=== Kutipan Sumber ===
□ □ □ □
Rabu, 02 Juli 2008


KEKERASAN BERBAJU AGAMA


Masih ingat dengan peristiwa Monas (Monumen Nasional) yang pekan lalu sempat menjadi hedline beberapa media di Indonesia. Salah satu organisasi Islam melakukan penyerangan terhadap sekelompok massa yang sama-sama melakukan aktivitas di Monas.

Ormas Islam yang menamakan diri Front Pembela Islam geram dengan Aliansi Kebangsaan untuk Kebebasan Beragama dan Berkeyakinan. Pasalnya AKKBB mendukung gerakan jamaah Ahmadiyah. Yang dianggapnya telah menyimpangkan ajaran agama Islam dan dituduh sebagai sebuah aliran sesat yang layak dibubarkan.
□ □ □ □
=== Isi Data ===
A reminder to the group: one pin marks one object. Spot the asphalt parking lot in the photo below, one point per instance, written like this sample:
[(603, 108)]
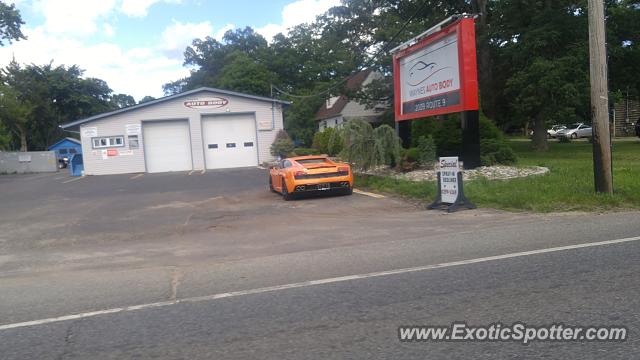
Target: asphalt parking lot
[(53, 221)]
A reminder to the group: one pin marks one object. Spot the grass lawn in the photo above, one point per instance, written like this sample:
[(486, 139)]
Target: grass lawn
[(568, 187)]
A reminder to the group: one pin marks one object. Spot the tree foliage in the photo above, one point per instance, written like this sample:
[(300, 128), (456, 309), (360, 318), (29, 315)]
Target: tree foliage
[(37, 99), (10, 23)]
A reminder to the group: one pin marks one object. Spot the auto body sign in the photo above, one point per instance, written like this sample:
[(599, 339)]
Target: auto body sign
[(437, 75), (429, 78)]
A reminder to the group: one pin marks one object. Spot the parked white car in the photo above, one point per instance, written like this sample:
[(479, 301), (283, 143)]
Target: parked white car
[(576, 131), (553, 132)]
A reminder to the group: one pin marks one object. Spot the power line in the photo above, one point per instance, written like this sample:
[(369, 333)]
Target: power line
[(367, 64)]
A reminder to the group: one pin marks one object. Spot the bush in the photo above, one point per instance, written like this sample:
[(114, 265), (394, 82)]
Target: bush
[(426, 151), (283, 145), (412, 154), (365, 147), (335, 143), (321, 140), (306, 151)]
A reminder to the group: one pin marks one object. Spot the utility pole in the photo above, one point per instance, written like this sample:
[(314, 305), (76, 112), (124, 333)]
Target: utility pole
[(599, 99)]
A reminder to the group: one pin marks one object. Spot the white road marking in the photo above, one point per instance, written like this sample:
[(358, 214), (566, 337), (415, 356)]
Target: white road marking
[(311, 283), (377, 196), (74, 179)]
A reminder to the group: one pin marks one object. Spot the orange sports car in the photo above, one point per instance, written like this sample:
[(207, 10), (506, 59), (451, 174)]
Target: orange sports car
[(305, 174)]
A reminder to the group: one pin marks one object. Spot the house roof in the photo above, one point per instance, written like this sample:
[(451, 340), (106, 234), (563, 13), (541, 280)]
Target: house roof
[(353, 83), (75, 141), (168, 98)]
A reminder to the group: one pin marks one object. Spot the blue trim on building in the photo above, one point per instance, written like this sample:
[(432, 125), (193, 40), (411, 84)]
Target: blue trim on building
[(172, 97)]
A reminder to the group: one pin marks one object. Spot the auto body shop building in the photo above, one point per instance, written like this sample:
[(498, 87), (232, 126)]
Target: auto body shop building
[(200, 129)]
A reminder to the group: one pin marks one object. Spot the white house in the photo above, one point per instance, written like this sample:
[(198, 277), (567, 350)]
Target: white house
[(200, 129), (338, 109)]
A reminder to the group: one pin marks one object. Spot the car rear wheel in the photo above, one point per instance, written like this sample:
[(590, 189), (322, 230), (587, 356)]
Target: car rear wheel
[(271, 184), (285, 193)]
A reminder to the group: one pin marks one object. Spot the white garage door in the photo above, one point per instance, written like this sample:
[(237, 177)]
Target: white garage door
[(167, 146), (229, 141)]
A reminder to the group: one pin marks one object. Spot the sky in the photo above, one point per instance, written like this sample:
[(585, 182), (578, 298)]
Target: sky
[(136, 46)]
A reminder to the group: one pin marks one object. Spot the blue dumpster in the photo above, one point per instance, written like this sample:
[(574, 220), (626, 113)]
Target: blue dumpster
[(76, 167)]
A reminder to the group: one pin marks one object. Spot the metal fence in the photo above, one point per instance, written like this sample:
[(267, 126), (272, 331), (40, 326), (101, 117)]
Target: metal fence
[(28, 162)]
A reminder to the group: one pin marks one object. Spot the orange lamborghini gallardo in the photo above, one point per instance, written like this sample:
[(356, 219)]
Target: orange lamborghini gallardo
[(306, 174)]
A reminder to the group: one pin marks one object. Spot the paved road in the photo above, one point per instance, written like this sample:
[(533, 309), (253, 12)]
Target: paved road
[(358, 319), (129, 241)]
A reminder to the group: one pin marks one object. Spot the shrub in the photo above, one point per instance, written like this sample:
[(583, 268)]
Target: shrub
[(321, 140), (335, 144), (306, 151), (283, 145), (412, 154), (365, 147), (426, 151)]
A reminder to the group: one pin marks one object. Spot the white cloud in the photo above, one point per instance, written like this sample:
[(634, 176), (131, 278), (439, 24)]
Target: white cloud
[(177, 36), (140, 8), (108, 30), (73, 17), (138, 72), (295, 13)]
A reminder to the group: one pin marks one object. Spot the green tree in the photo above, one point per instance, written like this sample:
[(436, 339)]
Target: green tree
[(53, 96), (15, 115), (119, 101), (10, 23)]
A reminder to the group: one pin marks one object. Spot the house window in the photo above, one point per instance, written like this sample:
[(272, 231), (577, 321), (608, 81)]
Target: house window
[(111, 141), (332, 101), (134, 143)]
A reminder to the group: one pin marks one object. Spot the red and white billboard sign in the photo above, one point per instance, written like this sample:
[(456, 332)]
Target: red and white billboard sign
[(437, 75)]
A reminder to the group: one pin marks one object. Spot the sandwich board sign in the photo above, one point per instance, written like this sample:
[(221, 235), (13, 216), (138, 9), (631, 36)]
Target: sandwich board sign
[(450, 187)]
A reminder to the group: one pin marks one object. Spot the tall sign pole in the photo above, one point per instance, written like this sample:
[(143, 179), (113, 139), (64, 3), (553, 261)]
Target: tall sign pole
[(435, 74), (599, 99)]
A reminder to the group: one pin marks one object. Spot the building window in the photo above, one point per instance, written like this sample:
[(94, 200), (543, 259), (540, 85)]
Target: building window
[(332, 101), (134, 143), (111, 141)]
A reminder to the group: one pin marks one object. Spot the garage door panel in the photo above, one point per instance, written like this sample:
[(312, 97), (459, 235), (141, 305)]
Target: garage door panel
[(229, 141), (167, 146)]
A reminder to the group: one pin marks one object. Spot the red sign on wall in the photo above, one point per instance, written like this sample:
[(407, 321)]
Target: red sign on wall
[(438, 75)]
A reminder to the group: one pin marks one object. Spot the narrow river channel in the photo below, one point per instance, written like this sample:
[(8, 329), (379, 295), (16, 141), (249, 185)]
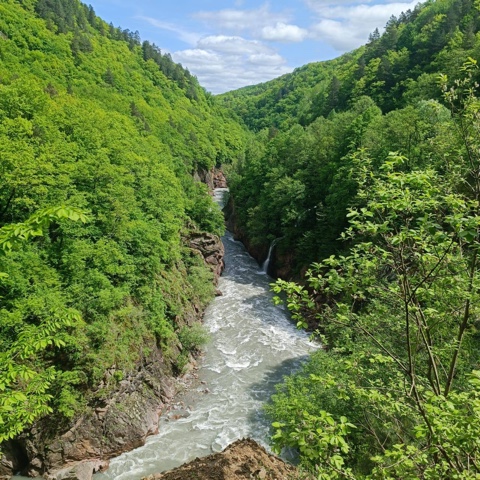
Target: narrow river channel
[(253, 345)]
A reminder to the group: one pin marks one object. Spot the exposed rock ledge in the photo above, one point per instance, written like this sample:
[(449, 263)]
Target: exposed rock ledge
[(244, 459), (121, 423)]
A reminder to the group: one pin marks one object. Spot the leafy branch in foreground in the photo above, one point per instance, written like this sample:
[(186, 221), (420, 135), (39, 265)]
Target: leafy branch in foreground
[(400, 315), (24, 380)]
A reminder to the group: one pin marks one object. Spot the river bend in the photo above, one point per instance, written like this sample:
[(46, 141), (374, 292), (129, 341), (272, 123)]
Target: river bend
[(253, 345)]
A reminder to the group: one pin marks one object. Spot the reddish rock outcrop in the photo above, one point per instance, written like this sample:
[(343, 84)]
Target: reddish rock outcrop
□ □ □ □
=== Daftar Tugas ===
1. Sunting kutipan tentang peristiwa Monas dari "KEKERASAN BERBAJU AGAMA" hingga dan termasuk "yang layak dibubarkan.", dengan mengganti "pekan lalu" menjadi "minggu lalu".
2. Tolong lanjutkan kutipan tentang peristiwa Monas setelah kalimat terakhirnya.

=== Jawaban Tiap Tugas ===
1.
KEKERASAN BERBAJU AGAMA


Masih ingat dengan peristiwa Monas (Monumen Nasional) yang minggu lalu sempat menjadi hedline beberapa media di Indonesia. Salah satu organisasi Islam melakukan penyerangan terhadap sekelompok massa yang sama-sama melakukan aktivitas di Monas.

Ormas Islam yang menamakan diri Front Pembela Islam geram dengan Aliansi Kebangsaan untuk Kebebasan Beragama dan Berkeyakinan. Pasalnya AKKBB mendukung gerakan jamaah Ahmadiyah. Yang dianggapnya telah menyimpangkan ajaran agama Islam dan dituduh sebagai sebuah aliran sesat yang layak dibubarkan.

2.
Masyarakat umum tahu bahwa AKKBB adalah aliansi masyarakat yang menjunjung tinggi pluralisme termasuk tidak mempermasalahkan keberadaan Ahmadiyah. Alasannya jelas bahwa jamaah Ahmadiyah adalah manusia yang memiliki hak asasi untuk berbuat, memilih, dan memutuskan selama tidak melanggar hak asasi.

Berlarut-larutnya masalah Ahmadiyah membuat AKKBB tidak tinggal diam. Padahal masalah ini seharusnya menjadi tanggung jawab pemerintah untuk melindungi warga negaranya. Karena FPI sudah melakukan pelanggaran hak asasi manusia. FPI dan ormas anti-Ahmadiyah yang menamakan diri mereka sebagai pembela Islam dan kebenaran tersebut, tidak hanya melakukan pembakaran terhadap masjid milik jamaah Ahmadiyah melainkan penyerangan dan pengrusakan. Korbannya tentu saja para jamaah Ahmadiyah yang tidak saja terdiri dari bapak-bapak tapi juga para ibu dan anak-anak.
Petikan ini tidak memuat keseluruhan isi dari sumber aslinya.